(EXTRACTED RECORDS Opens)

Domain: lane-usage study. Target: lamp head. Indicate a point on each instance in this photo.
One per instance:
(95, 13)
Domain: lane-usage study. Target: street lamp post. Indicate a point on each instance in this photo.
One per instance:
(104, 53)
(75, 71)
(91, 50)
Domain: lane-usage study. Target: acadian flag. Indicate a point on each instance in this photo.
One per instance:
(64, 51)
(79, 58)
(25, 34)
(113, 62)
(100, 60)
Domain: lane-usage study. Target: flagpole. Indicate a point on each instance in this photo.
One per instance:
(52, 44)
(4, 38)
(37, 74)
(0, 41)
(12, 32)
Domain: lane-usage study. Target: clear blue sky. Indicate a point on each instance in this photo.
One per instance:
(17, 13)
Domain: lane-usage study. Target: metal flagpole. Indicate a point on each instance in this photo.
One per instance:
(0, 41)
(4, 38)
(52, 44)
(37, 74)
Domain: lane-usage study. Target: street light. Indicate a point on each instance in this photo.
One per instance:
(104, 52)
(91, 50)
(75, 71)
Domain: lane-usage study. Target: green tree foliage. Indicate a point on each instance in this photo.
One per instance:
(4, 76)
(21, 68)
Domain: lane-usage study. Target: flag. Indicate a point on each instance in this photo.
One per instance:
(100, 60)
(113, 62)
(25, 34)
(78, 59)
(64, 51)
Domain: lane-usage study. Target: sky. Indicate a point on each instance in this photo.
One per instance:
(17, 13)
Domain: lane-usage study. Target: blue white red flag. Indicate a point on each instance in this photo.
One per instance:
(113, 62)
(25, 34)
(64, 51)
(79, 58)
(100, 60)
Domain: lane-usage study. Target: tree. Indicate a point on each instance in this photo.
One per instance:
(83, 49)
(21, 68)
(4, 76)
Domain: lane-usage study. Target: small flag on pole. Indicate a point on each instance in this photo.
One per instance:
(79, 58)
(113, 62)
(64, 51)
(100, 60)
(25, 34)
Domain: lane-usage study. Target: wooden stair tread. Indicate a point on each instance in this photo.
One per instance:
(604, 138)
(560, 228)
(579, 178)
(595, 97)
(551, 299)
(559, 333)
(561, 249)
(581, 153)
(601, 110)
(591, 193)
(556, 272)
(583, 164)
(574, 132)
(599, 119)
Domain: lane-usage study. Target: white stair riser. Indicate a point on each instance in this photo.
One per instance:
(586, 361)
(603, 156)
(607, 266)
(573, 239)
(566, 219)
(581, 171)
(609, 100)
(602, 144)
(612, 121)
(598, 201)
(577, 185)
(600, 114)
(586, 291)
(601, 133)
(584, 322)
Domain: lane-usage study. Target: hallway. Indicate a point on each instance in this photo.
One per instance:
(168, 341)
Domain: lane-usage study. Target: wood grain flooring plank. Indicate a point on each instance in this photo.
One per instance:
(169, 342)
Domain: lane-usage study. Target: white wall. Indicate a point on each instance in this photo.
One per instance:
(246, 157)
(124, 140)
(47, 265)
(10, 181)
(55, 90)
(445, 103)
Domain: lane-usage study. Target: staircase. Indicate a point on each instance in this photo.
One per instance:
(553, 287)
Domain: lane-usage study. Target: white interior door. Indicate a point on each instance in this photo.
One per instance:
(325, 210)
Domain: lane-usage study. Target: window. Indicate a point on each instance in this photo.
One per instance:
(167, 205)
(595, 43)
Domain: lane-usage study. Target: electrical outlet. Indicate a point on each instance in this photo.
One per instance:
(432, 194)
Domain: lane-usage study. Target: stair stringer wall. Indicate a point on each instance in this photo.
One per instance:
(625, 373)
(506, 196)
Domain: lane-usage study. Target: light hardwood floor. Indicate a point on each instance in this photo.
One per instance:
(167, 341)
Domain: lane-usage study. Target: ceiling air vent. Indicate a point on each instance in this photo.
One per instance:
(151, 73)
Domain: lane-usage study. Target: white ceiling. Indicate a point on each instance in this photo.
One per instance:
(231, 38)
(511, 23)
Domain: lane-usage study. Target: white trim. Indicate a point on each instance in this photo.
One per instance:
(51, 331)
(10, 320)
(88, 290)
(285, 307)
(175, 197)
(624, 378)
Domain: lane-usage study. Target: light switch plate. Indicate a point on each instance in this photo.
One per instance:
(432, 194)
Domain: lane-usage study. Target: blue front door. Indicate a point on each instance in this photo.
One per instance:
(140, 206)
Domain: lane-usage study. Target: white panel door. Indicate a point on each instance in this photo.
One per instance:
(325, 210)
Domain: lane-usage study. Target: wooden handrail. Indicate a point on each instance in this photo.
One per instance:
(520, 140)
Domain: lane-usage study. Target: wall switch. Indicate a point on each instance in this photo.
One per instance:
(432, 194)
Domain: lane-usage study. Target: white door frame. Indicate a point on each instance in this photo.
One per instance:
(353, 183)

(EXTRACTED RECORDS Closes)

EXERCISE BRIEF ▸ Print out each record above exactly, with nothing omitted.

TASK ANSWER ▸
Domain: lane-usage study. Target: lamp head. Indicate a point on each instance in this photo.
One per instance:
(95, 13)
Domain: lane-usage study. Target: street lamp post. Indicate a point on each instance in this photo.
One per instance:
(104, 53)
(75, 71)
(91, 50)
Domain: lane-usage study. Target: acadian flag. Indicate a point on each instance in this photo.
One per instance:
(64, 51)
(79, 58)
(25, 34)
(113, 62)
(100, 60)
Domain: lane-usage study. Target: flagpole. Indicate a point on each instance in this photo.
One per instance:
(52, 44)
(4, 38)
(37, 74)
(0, 41)
(12, 32)
Domain: lane-usage study. Target: clear blue sky. Indicate a point on each instance in this photo.
One per instance:
(17, 13)
Domain: lane-usage study. Target: metal flagpole. Indicate a point on each instance in this photo.
One per instance:
(0, 41)
(4, 38)
(52, 44)
(37, 74)
Domain: lane-usage study. Target: street light. Indicate a point on each instance in this photo.
One per instance:
(104, 52)
(91, 50)
(75, 71)
Domain: lane-usage study. Target: green tree foliage. Indicate a point on each instance in this photo.
One per instance:
(4, 76)
(21, 68)
Domain: lane-usage study. Target: flag. Indicate a point on each instance in this photo.
One per instance:
(100, 60)
(113, 62)
(25, 34)
(78, 59)
(64, 51)
Domain: lane-usage study. Target: sky. Indicate a point on each instance in this photo.
One per instance:
(17, 13)
Domain: lane-usage study. Target: blue white red flag. Indicate a point on each instance in this photo.
One per instance:
(113, 62)
(25, 34)
(64, 51)
(79, 58)
(100, 60)
Domain: lane-usage study. Target: tree. Indicate a point on each instance in this photo.
One per instance:
(83, 49)
(21, 68)
(4, 76)
Domain: lane-usage study. Target: small flag on pole. Indicate a point on each instance in this photo.
One per instance:
(79, 58)
(113, 62)
(64, 51)
(100, 60)
(25, 34)
Domain: lane-usage study. Target: wooden stair tread. Indicate a point on each instance in this photo.
One per instance:
(604, 138)
(560, 228)
(579, 178)
(595, 97)
(551, 299)
(559, 333)
(561, 249)
(581, 153)
(601, 110)
(591, 193)
(556, 272)
(583, 164)
(574, 132)
(599, 119)
Domain: lane-usage study. Target: white stair riser. Indicate a point on each instance in this photo.
One per instance:
(586, 361)
(603, 156)
(607, 266)
(573, 239)
(566, 219)
(581, 171)
(609, 100)
(602, 144)
(612, 121)
(598, 201)
(577, 185)
(600, 114)
(586, 291)
(601, 133)
(584, 322)
Domain: lane-usage study. Target: hallway. Indicate a point on each instance in this photo.
One per instance:
(168, 341)
Domain: lane-usage study. Target: wood grain flooring plank. Indicate a point on each instance in this photo.
One per instance:
(169, 342)
Domain: lane-usage study. Target: white wall. Indicate a point on each instance in this photo.
One per instance:
(246, 157)
(124, 140)
(47, 265)
(10, 181)
(55, 90)
(445, 103)
Domain: lane-usage study. Target: staircase. Indicate a point on each instance in this photo.
One per instance:
(553, 287)
Domain: lane-usage study. Target: white interior door. Indicate a point on each instance in this photo.
One per instance:
(325, 210)
Domain: lane-usage study. Target: window. Indicate a point on each instance in this photo.
One per instance:
(167, 205)
(595, 43)
Domain: lane-usage study. Target: electrical outlet. Indicate a point on each instance in this photo.
One per instance:
(432, 194)
Domain: lane-usage study. Target: stair stringer wall. Indicate a point on each instance in this photo.
One per instance:
(625, 373)
(506, 196)
Domain: lane-usage study. Target: light hardwood floor. Indicate a point on each instance in this photo.
One per instance:
(167, 341)
Domain: lane-usage study. Target: ceiling air vent. Indicate a point on each instance in this photo.
One per instance:
(151, 73)
Domain: lane-usage study. Target: white ceiling. Indicate a point on each instance in this photo.
One per instance:
(231, 38)
(511, 23)
Domain: lane-usage study. Target: white trim. Indicate a point on each instance in this photo.
One per instance:
(51, 331)
(10, 320)
(88, 290)
(285, 307)
(175, 197)
(624, 378)
Domain: lane-usage study. Target: light switch plate. Indicate a point on each instance in this photo.
One per instance:
(432, 194)
Domain: lane-usage study. Target: blue front door. Indicate a point on each instance in this photo.
One per instance:
(140, 206)
Domain: lane-usage study. Target: white panel door. Indicate a point on each instance in this photo.
One per instance:
(325, 210)
Domain: lane-usage study. Target: wooden handrail. Indicate a point on each instance in this photo.
One per instance:
(520, 140)
Domain: lane-usage study. Target: wall switch. Indicate a point on each instance in this photo.
One per instance:
(432, 194)
Domain: lane-usage study. Target: white door frame. Indicate a point on each instance in this photo.
One per instance:
(353, 183)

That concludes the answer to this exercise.